[What the task requires] Reproduce the listing below between the lines holding "Each instance of" and "[[365, 815]]", inclusive, requests included, with every point coordinate in the answers multiplied by 1.55 and rounded to a whole number, halves up. Keep the numbers in the requests and their format samples as they are.

[Extracted records]
────────────────
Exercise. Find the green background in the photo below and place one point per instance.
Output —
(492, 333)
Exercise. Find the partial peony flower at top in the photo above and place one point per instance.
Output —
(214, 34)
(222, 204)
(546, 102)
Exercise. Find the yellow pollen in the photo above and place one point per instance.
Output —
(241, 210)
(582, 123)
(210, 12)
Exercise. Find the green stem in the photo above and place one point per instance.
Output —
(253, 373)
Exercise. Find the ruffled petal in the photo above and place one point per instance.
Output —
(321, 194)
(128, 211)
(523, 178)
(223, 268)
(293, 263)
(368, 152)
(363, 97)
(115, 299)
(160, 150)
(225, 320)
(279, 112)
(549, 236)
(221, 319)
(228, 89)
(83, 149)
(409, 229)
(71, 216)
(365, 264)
────────────────
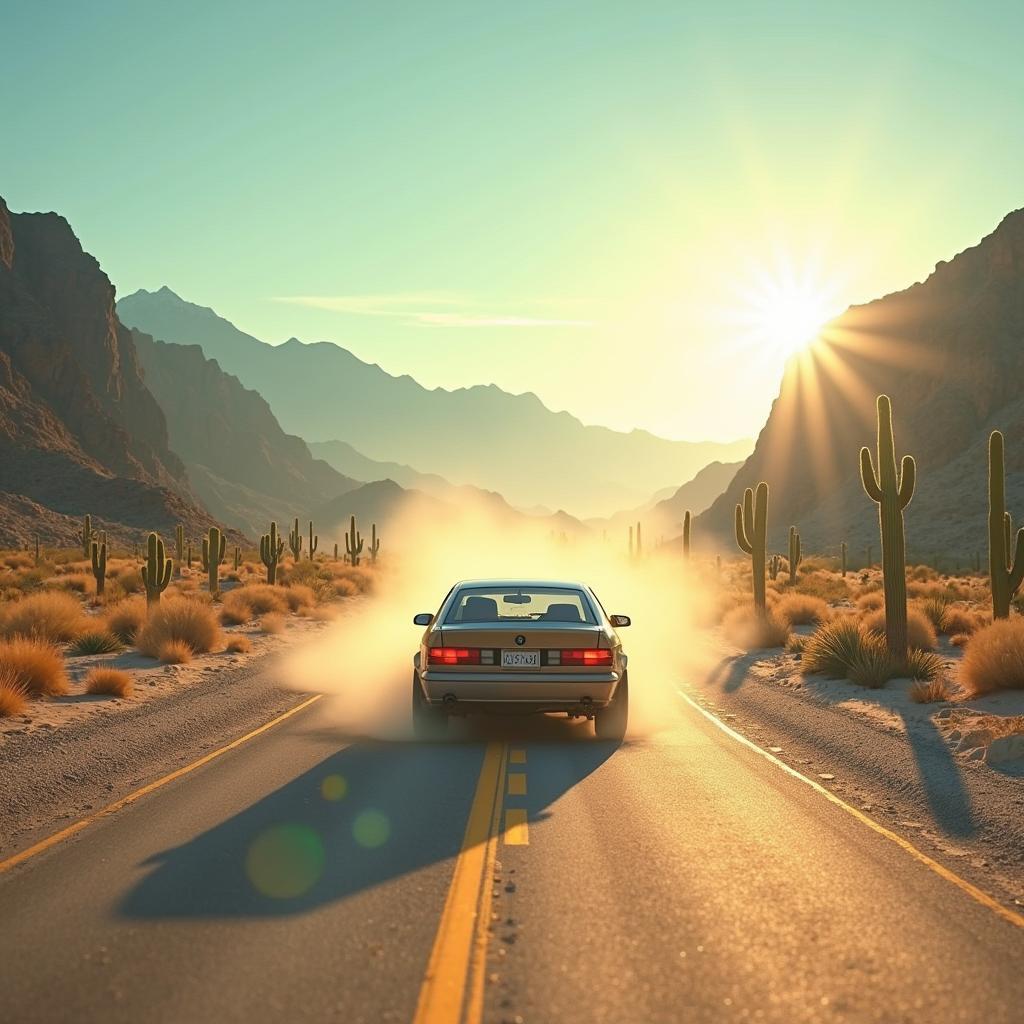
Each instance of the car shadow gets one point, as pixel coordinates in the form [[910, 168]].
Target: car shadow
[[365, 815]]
────────────────
[Answer in full]
Each instance of the car shadow gets one point, as pixel coordinates in the form [[910, 168]].
Target: car shadow
[[566, 1263]]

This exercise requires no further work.